> Your task: Rewrite everything from the line containing "Where can you see the layered" down to the end of the records, replacing "Place a dot" with "Put a mark" and keeping all else unchanged. Omit the pictures from your answer.

— START OF Input records —

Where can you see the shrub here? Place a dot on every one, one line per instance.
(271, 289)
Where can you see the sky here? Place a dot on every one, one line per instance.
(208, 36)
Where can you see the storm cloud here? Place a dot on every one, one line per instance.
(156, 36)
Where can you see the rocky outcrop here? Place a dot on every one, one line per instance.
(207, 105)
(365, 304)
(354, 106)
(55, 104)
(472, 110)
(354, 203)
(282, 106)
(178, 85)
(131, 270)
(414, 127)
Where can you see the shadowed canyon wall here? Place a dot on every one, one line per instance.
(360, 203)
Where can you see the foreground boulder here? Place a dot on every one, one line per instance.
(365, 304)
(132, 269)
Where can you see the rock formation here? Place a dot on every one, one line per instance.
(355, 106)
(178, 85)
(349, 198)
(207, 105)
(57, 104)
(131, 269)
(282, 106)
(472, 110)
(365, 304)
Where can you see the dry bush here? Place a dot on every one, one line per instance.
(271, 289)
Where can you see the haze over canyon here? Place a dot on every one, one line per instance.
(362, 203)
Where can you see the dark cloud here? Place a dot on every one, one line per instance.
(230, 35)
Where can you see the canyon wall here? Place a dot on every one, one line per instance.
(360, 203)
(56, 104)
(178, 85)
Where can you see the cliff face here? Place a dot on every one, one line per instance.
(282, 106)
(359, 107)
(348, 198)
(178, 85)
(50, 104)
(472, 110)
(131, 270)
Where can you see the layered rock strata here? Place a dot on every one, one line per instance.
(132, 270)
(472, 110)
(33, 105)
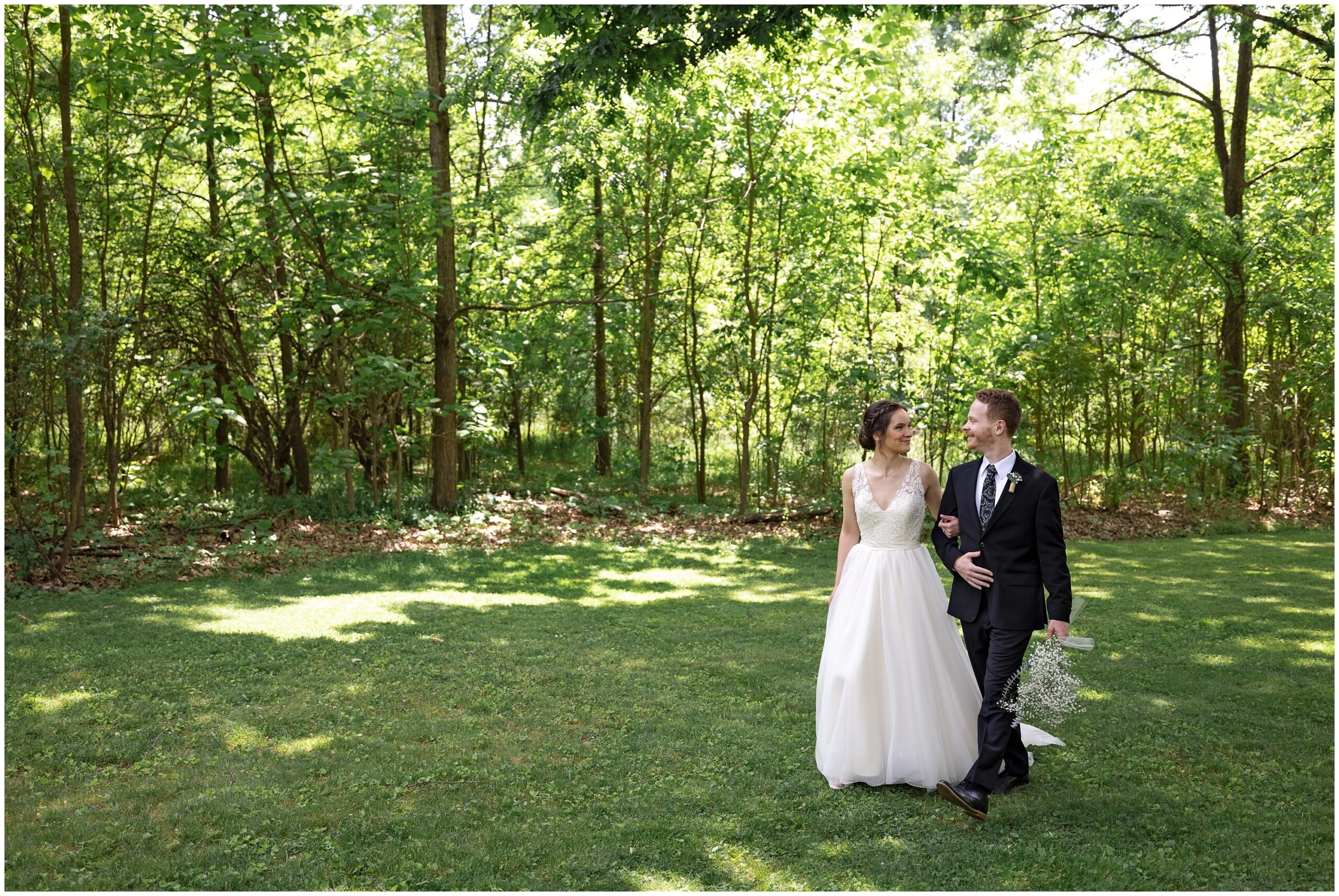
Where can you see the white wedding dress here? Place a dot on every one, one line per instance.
(896, 699)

— END OF Input records —

> Task response:
Where can you see the layered rock strata here? Put a mark on every one, one line per instance.
(132, 270)
(472, 110)
(33, 105)
Where can you see the white wedding dress here? Put a mark on every one, one line per instance.
(896, 699)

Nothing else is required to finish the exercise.